_Document text_
By Chris McClure Contributing Editor

Maintaining a proper perspective each day is one of the most difficult challenges we face. It fits right in there with attitude. The primary difference is that perspective relates the present to the longer term, while attitude is focused on the present. Interestingly, perspective can help with attitude.

Demand, supply, pricing, timing and the psychological factors that play on the markets are closely linked to the cattle and other cycles, which occur on a yearly and on a multi-year basis. It is easy to become fixated on the present and forget the context of these cycles. Keeping that perspective of where we are in these cycles helps inform our decision making. In a world of increasing volatility, it helps to remember that it is primarily a fluctuation along a more predictable curve. Although it is tempting to capitalize on that volatility, it isn’t always the best financial move. Managing the risk of volatility is probably a better long-term play.

When fortune smiles, it is easy to become somewhat complacent toward our situation. History is often the best predictor of the future, after all, and we were talking about cycles. The ups and downs of cattle feeding are deeply etched in the faces of the old hands but, perhaps, beyond the memories of the younger heads that still have all their hair. Just when we think there will never be another bad day, along comes a BSE or COVID event that rocks our world. Ride the ups, but hedge against the downs, which are coming.

When things get tight, what do we often do? We hunker down, watch expenses, closely evaluate our operations for lost efficiencies, etc. So, what should we do when times are good? The same things – watch expenses, closely evaluate operations, etc. It is also when we should consider investing in technologies that will give us an edge. Too often, people invest in things they believe will “save their bacon” after the “bacon” is already a charred, smoking mess in the skillet. Just because the money seems to be magically appearing in your pocket doesn’t mean it will always be that way. A big chunk of it needs to be reinvested into making the business better – more efficient, more agile, more robust.

_What you need to do_
[a] Please condense the paragraph of the cattle-feeding article that begins "When things get tight" into a shorter version that keeps its main facts.
[b] Reproduce the cattle-feeding article from "By Chris McClure" to "help with attitude.".
[c] Carry on writing the cattle-feeding article after its last sentence.
The material has no connection to the cattle-feeding article.

Stored data
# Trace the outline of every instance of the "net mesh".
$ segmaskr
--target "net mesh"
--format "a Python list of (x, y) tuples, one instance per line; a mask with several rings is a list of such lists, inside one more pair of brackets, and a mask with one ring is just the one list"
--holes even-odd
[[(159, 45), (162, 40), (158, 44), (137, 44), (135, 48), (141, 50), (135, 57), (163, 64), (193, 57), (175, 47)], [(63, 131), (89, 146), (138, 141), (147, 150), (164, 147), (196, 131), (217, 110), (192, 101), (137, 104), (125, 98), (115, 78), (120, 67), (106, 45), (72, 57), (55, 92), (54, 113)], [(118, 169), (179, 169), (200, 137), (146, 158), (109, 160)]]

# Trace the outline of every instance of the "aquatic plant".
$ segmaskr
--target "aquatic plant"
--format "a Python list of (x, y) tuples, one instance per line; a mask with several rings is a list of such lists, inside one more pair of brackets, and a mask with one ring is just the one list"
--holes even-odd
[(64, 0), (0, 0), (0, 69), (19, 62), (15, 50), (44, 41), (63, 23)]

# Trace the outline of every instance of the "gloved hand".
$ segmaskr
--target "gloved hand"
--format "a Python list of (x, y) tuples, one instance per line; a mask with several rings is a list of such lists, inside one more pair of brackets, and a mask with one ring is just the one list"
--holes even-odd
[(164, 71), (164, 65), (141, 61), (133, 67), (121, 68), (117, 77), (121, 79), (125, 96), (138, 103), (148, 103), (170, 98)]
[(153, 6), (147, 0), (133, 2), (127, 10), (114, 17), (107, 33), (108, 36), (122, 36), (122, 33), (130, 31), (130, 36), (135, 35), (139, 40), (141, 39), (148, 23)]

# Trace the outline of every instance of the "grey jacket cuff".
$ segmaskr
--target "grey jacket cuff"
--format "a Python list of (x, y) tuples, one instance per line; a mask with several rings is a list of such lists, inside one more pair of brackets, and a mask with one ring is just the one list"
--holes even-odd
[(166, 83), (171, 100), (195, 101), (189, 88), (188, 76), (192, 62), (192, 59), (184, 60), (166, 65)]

_Exercise responses_
[a] In hard times, people cut expenses and check their operations for lost efficiencies, and they should do the same in good times. Good times are also when to invest in technologies that give an edge, not after things have already gone wrong. Money coming in easily now won't always keep coming, so a large share should be reinvested to make the business more efficient, agile and robust.

[b]
By Chris McClure Contributing Editor

Maintaining a proper perspective each day is one of the most difficult challenges we face. It fits right in there with attitude. The primary difference is that perspective relates the present to the longer term, while attitude is focused on the present. Interestingly, perspective can help with attitude.

[c]
I realize that the cattle feeder mindset is sometimes that of a gambler. He wants to bet it all, hoping for the big win. There’s a streak of that in my makeup; however, I spent quite a few years in banking, and that is a much more conservative mindset. We don’t see very many bankers go broke – at least not the conservative, small-town bankers whose family started the bank a hundred years ago. We do see them go broke when they get in the high-flying expansion mode of buying up other banks, hoping to spin a bigger entity off at an obscene profit. I’ve seen a number of those take their stockholders to a significantly lower net worth. It’s the carrot-and-stick relationship of risk and reward. Potentially higher rewards accompany higher risk – but so does the converse, namely greater losses.

When things are going our way, we are often infected by an ebullient attitude – much like some drunks. In fact, that’s a good comparison. We become drunk on our success, whether we achieved it, or it was merely a circumstance of being in the right place at the right time. We become enamored with our own good fortune and blinded to what allowed us to pluck the treasures out of the sand. We lose perspective. We forget that it was hard work, attention to detail, doing the right things well and remaining focused that put us in a position to reap the rewards.

An old cattle feeder once told me that the key to success in cattle feeding is to remain consistent. He warned me that there would be good times and there would be bad, but the key was to stay in the market and persistently execute your program. He said that he always sold and bought in the same market and then hedged his risk. If he had five pens coming out, he was putting five pens on feed – every month. He had a long-term perspective and never let a temporary market affect his long-term plan.

I don’t know if it was that perspective that did it, but I never saw him without a smile on his face and an infectious attitude that made your day better.